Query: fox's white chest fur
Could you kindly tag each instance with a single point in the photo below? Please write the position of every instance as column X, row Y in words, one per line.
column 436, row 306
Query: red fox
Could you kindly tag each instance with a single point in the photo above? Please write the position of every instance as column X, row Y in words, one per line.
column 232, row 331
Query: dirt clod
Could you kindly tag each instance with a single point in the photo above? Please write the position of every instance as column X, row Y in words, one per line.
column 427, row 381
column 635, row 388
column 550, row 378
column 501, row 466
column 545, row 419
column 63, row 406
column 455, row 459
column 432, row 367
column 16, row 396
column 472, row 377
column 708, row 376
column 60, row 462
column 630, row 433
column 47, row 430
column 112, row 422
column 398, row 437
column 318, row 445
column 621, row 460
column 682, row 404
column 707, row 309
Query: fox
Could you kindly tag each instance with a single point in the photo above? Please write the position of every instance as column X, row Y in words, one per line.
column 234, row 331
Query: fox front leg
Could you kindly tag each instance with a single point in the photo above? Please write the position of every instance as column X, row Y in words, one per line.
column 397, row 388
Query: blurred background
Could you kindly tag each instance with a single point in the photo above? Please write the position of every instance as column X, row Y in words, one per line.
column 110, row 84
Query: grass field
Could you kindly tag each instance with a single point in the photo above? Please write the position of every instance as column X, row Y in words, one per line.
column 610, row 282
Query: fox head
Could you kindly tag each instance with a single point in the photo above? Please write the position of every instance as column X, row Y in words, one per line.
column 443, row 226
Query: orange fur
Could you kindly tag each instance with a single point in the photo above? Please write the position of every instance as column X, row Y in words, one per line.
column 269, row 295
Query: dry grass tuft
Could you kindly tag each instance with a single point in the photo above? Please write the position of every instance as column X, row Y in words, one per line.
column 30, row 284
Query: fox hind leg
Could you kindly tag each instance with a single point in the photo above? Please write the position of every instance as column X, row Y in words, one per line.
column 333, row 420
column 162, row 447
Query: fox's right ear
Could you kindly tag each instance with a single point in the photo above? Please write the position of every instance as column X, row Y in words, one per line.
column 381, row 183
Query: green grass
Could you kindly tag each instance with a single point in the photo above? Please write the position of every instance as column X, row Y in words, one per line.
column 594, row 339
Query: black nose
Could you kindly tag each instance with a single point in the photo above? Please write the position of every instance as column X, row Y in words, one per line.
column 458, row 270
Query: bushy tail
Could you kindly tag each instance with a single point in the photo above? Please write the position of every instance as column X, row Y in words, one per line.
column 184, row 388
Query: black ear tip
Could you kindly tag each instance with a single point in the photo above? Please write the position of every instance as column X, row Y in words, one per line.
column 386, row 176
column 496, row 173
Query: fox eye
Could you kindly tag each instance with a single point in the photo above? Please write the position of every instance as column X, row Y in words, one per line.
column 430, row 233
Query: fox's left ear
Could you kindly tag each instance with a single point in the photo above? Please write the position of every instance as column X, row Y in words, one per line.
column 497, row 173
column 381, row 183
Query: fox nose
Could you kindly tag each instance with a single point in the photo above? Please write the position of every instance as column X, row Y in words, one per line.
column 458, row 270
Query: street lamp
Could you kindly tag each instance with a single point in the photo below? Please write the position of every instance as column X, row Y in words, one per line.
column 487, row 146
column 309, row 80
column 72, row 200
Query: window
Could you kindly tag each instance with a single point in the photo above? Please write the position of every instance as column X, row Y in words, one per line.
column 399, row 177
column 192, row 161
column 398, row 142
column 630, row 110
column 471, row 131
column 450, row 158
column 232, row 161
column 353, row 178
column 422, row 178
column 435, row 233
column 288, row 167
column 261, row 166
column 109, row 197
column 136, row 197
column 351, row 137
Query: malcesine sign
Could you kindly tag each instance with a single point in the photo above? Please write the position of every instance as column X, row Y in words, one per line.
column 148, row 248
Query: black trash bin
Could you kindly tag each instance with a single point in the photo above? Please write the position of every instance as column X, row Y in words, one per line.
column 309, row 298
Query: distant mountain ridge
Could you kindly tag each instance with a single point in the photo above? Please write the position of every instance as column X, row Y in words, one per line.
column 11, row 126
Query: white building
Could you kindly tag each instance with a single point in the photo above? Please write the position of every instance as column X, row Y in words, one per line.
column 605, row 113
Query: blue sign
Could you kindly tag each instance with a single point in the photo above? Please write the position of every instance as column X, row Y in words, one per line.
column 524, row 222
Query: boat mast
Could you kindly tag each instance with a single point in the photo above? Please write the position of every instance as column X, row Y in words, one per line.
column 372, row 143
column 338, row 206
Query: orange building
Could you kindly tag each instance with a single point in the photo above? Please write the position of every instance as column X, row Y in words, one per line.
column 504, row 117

━━━

Task brief: Your job is to print exactly the lines that run from the top of the entries through the line with "Query: red fox", and no others.

Result of the task:
Query: fox's white chest fur
Could you kindly tag each instance with a single point in the photo below? Please write the position of every instance as column X, row Y in words, one per line.
column 436, row 306
Query: red fox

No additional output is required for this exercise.